▶ 課題の目的
以下のバーデンについての記事を、一字も変えずに全文書き写してください。

▶ 記事
◆ ◆ ◆ ◆

ウィーンからアルプスにかけては、多くの温泉が湧いている上、ローマ人が入浴の習慣を持ち込んだため、温泉文化が花咲きました。
今日ご紹介するのは、そんな温泉で栄えたウィーン郊外の町バーデンです。
<バーデンを見下ろして>
バーデンの歴史
「パンノニアのテルメ」として知られたバーデンの温泉は、古代ローマ人が現在のオーストリアに入植したころからの歴史があります。中世にはハンガリーやトルコなどの攻撃を受けましたが、皇帝フランツ一世がここを夏の避暑地として以来、王侯貴族がこぞってヴィラを持ち、芸術家のサロンが開かれました。
1812年に大火の影響で多くの建物が焼失しましたが、おかげでビーダーマイヤー調の建築物が多く建てられ、現在のかわいらしく、ほっこりする街並みが産まれました。
<カフェの窓から眺めた、バーデン市庁舎>
バーデン(Baden)は英語のBath(お風呂)の意味ですので、地名がそのまま「温泉」ということになりますね。バーデンという名は、ドイツ語圏の温泉地によくある地名ですので、区別するため、通常バーデン・バイ・ヴィーン(Baden bei Wien、ウィーンのそばのバーデン)と表記されます。
ここには、湯治と避暑の町として、ベートーヴェンやシュトラウス、シューベルト、ランナーなどが訪れています。また、モーツァルトの妻コンスタンツェもここで度々湯治のために滞在し、モーツァルトもこの地に何度も足を運びました。
ベートーヴェンは第九を、モーツァルトはAve Verum Corpusを作曲した、名曲の舞台になった町でもあります。

◆ ◆ ◆ ◆

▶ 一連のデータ
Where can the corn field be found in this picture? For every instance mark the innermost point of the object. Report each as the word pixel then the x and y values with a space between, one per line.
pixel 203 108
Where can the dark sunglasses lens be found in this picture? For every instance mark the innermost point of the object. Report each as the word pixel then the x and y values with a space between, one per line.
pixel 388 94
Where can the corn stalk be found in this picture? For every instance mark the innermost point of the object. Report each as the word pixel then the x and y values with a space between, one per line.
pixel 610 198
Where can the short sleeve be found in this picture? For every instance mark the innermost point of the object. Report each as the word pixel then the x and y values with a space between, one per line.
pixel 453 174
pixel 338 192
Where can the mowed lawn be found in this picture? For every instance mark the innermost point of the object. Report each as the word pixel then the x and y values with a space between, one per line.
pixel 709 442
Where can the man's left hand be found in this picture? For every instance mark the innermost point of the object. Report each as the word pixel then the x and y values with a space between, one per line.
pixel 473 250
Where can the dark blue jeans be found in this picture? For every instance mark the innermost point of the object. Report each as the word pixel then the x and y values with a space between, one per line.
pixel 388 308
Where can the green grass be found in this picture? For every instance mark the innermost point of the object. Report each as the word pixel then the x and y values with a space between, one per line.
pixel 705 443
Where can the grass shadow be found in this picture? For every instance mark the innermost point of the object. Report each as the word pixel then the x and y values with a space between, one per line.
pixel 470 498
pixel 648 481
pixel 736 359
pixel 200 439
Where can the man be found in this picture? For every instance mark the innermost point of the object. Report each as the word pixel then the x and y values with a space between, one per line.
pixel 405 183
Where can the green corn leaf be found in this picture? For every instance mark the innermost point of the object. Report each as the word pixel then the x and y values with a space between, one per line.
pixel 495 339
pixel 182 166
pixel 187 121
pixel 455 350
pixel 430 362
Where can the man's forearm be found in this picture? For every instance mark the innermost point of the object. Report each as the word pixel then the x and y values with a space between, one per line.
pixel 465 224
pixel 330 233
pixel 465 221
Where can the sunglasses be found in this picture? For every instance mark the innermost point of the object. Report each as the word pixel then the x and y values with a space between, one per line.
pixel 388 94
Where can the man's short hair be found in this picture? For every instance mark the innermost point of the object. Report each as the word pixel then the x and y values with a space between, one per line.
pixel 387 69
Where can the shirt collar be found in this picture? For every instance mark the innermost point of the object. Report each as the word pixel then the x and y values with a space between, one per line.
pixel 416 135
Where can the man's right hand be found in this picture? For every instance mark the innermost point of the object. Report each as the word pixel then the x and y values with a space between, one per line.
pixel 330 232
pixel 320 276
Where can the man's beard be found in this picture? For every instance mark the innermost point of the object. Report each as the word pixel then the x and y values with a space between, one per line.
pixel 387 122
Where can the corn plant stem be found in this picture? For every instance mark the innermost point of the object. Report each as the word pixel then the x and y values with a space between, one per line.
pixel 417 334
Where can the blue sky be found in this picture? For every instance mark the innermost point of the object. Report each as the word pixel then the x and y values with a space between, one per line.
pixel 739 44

◆ ◆ ◆ ◆

▶ 課題の出力
ウィーンからアルプスにかけては、多くの温泉が湧いている上、ローマ人が入浴の習慣を持ち込んだため、温泉文化が花咲きました。
今日ご紹介するのは、そんな温泉で栄えたウィーン郊外の町バーデンです。
<バーデンを見下ろして>
バーデンの歴史
「パンノニアのテルメ」として知られたバーデンの温泉は、古代ローマ人が現在のオーストリアに入植したころからの歴史があります。中世にはハンガリーやトルコなどの攻撃を受けましたが、皇帝フランツ一世がここを夏の避暑地として以来、王侯貴族がこぞってヴィラを持ち、芸術家のサロンが開かれました。
1812年に大火の影響で多くの建物が焼失しましたが、おかげでビーダーマイヤー調の建築物が多く建てられ、現在のかわいらしく、ほっこりする街並みが産まれました。
<カフェの窓から眺めた、バーデン市庁舎>
バーデン(Baden)は英語のBath(お風呂)の意味ですので、地名がそのまま「温泉」ということになりますね。バーデンという名は、ドイツ語圏の温泉地によくある地名ですので、区別するため、通常バーデン・バイ・ヴィーン(Baden bei Wien、ウィーンのそばのバーデン)と表記されます。
ここには、湯治と避暑の町として、ベートーヴェンやシュトラウス、シューベルト、ランナーなどが訪れています。また、モーツァルトの妻コンスタンツェもここで度々湯治のために滞在し、モーツァルトもこの地に何度も足を運びました。
ベートーヴェンは第九を、モーツァルトはAve Verum Corpusを作曲した、名曲の舞台になった町でもあります。